HOW TO COMPLETE THIS TASK. Only one stretch of the records below should be repeated. It starts with the line containing "positive clicks: (312, 143) (356, 71)" and goes on through the line containing "box: [309, 59, 362, 154]", exactly as written.
───── AVAILABLE DATA
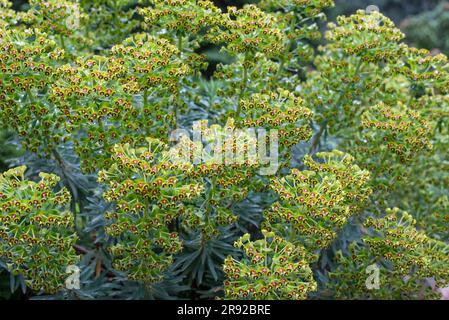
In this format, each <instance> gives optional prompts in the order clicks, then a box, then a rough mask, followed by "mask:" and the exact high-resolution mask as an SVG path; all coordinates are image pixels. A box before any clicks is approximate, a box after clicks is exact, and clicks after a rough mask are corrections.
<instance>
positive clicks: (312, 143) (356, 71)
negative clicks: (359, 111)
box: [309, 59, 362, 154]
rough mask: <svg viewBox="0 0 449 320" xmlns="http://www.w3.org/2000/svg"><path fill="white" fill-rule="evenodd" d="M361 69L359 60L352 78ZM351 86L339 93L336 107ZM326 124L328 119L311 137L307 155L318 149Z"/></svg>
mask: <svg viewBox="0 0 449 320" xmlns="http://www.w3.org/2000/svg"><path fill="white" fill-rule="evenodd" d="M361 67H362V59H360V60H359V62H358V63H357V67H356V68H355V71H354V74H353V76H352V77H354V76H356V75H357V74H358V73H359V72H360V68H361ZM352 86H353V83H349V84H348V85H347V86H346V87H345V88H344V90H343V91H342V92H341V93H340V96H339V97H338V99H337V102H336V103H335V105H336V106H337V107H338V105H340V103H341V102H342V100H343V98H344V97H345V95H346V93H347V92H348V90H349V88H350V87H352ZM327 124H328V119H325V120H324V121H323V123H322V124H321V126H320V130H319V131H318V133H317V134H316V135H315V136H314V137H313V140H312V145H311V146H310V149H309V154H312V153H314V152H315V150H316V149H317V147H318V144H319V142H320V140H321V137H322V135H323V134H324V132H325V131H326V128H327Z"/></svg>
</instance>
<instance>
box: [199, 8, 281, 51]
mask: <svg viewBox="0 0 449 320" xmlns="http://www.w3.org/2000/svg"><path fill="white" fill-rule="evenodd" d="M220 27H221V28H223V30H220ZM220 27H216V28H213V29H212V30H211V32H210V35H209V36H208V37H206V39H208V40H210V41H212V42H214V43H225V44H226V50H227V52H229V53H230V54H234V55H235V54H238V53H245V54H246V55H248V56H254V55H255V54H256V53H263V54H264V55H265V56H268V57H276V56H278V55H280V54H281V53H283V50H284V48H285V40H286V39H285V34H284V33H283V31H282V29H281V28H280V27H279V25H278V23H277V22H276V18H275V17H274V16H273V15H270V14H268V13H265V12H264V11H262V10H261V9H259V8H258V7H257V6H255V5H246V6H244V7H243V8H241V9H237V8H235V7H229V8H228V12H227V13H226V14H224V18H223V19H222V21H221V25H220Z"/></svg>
──────────
───── AVAILABLE DATA
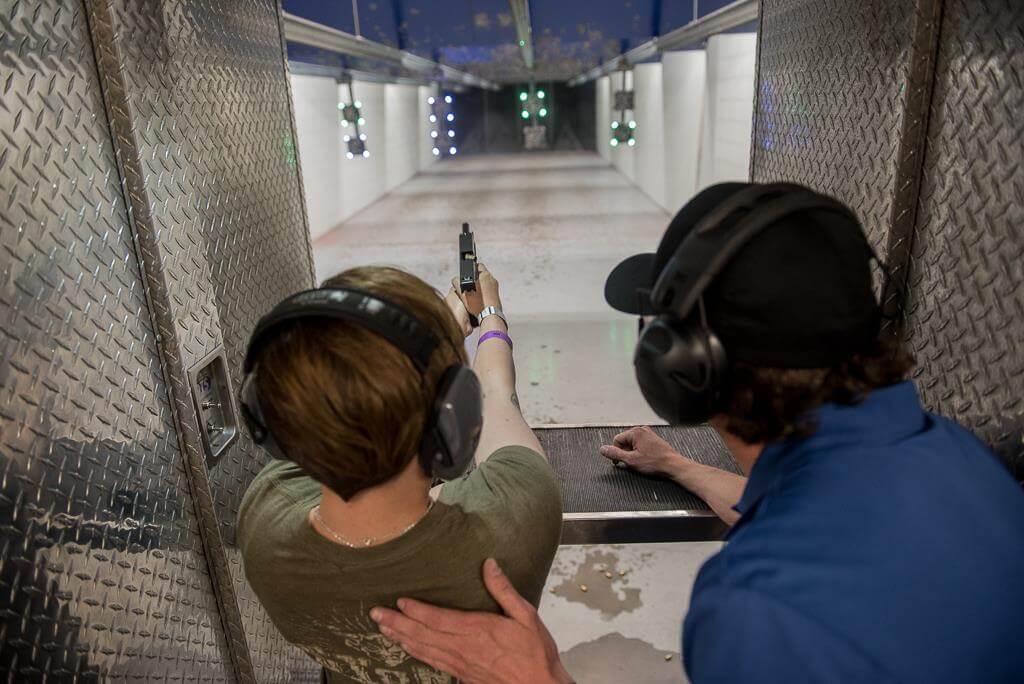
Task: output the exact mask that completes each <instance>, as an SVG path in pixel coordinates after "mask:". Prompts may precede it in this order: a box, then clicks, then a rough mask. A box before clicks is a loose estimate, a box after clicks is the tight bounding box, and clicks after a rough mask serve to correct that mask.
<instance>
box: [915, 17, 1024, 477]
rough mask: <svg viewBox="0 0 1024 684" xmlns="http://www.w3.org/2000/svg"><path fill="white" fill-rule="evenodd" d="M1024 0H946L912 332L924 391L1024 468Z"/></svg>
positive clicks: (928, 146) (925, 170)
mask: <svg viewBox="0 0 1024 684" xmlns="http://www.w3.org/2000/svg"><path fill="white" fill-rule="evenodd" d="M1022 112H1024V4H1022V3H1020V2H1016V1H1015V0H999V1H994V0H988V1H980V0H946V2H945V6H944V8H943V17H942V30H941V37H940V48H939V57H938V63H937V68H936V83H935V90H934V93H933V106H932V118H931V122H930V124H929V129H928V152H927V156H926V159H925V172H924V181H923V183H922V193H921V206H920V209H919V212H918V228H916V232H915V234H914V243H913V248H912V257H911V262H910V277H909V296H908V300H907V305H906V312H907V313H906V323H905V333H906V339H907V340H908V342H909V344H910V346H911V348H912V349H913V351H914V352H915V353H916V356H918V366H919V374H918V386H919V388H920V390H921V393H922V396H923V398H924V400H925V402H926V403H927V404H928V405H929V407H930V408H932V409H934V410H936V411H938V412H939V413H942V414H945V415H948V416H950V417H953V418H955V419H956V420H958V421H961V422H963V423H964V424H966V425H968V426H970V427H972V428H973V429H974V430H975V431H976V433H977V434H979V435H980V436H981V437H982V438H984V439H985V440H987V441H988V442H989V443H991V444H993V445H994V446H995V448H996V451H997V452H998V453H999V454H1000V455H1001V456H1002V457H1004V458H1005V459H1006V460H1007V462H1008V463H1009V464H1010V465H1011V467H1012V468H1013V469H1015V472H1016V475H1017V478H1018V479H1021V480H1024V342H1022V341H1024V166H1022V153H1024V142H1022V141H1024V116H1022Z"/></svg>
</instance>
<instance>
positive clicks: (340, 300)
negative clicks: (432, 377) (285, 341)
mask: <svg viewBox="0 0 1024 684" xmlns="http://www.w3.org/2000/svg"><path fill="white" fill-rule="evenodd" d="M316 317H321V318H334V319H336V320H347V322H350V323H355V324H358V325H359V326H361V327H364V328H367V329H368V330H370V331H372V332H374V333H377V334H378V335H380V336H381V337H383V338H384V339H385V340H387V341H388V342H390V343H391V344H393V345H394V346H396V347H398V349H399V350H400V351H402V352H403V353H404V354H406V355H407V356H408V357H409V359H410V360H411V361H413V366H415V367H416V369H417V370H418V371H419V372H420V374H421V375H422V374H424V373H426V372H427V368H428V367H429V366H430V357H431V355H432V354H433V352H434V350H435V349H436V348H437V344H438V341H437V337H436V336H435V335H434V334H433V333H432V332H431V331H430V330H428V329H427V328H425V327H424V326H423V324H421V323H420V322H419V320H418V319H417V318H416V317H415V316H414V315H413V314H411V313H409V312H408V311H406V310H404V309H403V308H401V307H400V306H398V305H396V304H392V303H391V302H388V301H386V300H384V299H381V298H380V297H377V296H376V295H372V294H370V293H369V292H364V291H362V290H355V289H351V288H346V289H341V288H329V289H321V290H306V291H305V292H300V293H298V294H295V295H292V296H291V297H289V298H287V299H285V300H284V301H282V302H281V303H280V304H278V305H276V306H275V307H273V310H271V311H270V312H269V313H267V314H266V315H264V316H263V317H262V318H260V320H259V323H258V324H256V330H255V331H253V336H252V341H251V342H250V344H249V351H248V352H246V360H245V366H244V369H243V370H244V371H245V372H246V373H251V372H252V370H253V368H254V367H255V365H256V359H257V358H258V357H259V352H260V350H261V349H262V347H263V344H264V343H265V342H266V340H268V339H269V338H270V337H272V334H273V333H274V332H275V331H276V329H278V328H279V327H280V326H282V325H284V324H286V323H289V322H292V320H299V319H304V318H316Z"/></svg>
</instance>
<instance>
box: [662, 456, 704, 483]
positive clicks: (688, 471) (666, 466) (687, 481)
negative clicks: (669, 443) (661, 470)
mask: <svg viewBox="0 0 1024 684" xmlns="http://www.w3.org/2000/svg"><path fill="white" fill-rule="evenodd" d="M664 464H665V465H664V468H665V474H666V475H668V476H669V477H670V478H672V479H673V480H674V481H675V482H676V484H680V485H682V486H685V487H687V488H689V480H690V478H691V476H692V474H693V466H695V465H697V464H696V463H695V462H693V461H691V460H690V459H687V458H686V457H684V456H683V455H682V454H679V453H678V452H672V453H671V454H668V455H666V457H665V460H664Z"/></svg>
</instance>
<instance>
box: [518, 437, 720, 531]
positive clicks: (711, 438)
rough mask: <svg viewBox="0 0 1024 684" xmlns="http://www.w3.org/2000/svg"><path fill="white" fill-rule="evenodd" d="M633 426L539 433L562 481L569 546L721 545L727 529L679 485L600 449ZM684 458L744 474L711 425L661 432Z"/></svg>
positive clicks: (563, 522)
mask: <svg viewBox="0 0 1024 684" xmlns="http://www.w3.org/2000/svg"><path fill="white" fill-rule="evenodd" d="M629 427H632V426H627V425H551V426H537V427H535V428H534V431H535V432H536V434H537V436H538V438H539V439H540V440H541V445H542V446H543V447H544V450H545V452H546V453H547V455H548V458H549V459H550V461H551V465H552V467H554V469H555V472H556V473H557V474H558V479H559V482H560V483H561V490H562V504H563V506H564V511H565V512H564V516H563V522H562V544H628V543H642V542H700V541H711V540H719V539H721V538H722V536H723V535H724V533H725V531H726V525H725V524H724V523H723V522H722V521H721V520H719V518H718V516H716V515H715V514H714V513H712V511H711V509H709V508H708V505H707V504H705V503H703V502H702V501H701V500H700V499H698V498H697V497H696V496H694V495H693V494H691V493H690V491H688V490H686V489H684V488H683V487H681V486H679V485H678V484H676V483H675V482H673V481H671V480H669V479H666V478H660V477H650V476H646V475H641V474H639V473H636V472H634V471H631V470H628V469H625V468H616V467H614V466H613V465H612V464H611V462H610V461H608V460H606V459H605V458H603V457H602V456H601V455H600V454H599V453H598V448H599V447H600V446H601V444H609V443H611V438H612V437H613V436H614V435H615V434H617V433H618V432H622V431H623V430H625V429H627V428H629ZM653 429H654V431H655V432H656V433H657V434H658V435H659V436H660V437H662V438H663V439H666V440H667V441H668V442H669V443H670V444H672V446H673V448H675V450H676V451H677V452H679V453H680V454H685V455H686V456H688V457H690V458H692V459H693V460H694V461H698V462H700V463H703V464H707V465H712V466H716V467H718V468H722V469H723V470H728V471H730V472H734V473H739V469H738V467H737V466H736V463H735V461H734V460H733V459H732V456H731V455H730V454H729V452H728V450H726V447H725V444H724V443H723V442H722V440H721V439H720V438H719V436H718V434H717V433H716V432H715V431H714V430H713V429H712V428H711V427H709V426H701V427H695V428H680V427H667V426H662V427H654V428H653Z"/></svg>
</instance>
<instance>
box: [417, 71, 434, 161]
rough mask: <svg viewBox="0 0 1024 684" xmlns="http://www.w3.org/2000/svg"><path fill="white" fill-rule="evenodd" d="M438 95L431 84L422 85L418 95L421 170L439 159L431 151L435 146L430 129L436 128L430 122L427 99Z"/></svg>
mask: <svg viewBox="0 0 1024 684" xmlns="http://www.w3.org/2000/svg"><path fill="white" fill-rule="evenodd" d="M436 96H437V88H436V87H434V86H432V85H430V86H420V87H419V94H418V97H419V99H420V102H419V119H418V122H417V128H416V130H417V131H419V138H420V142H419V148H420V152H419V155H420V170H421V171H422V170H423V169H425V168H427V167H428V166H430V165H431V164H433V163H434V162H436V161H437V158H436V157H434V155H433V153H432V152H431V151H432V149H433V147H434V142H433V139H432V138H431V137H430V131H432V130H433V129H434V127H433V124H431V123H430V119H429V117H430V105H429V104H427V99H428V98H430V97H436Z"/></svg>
──────────
EXERCISE SOLUTION.
positive clicks: (312, 143) (356, 71)
negative clicks: (359, 111)
box: [309, 59, 362, 154]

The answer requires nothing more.